--- BEGIN Text block ---

Solo Hiking: The Benefits, The Ultimate Guide, and The Do’s and Don’ts

Solo Hiking: The Benefits, The Ultimate Guide, and The Do’s and Don’ts

We’re all probably already aware of how beneficial hiking can be, and it’s a favorite outdoor activity loved by many. Hiking isn’t an outdoor activity that has to be shared by company, as fun as that may be, because you can face your fear and hike alone! Ever since I’ve moved here to Arizona, I knew I would be surrounded by so many mountains and hiking trails that I need to take advantage of. Hiking was always something I’d done occasionally back in my home state and traveling, but Arizona gave me more confidence to go solo hiking than any other place. Solo hiking is such a brave and empowering move to do, and I will continue to see myself doing it especially as I’ve decided to participate in the 52 Hike Challenge!

Why I Choose to Solo Hike

The 52 Hike Challenge (https://www.52hikechallenge.com/) is a global challenge that encourages people to hike once a week (there’s 52 weeks in a year), thus you’ll have to challenge yourself to do 52 hikes, but this is one of the best ways to gain the benefits physically, mentally, emotionally, and spiritually. Most people who do this challenge sets it as a goal for themselves to create a personal journey and let it inspire or motivate them in a lot of those benefits that hiking provides. Upon signing up and doing this challenge, the idea of hiking 52 times is just beyond my imagination, but I’m excited to see where my journey will take me, and one of the things that will help me accomplish this is to embrace the idea of solo hiking. I also recognized that for the last year I wasn’t as active as I would’ve hoped to be. You can read my whole explanation of why I’m participating in this challenge here.

--- END Text block ---

_What you should do:_ Copy the solo hiking post from "We’re all probably" to "52 Hike Challenge!", substituting "Colorado" for "Arizona" everywhere it occurs.

--- BEGIN Dataset extract ---

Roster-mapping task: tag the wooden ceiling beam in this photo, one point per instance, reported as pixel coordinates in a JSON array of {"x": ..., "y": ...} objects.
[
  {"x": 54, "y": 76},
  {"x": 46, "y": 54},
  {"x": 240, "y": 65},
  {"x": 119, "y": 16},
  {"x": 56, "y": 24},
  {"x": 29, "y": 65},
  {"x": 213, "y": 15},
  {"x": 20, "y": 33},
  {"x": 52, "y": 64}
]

--- END Dataset extract ---

_Final result:_
We’re all probably already aware of how beneficial hiking can be, and it’s a favorite outdoor activity loved by many. Hiking isn’t an outdoor activity that has to be shared by company, as fun as that may be, because you can face your fear and hike alone! Ever since I’ve moved here to Colorado, I knew I would be surrounded by so many mountains and hiking trails that I need to take advantage of. Hiking was always something I’d done occasionally back in my home state and traveling, but Colorado gave me more confidence to go solo hiking than any other place. Solo hiking is such a brave and empowering move to do, and I will continue to see myself doing it especially as I’ve decided to participate in the 52 Hike Challenge!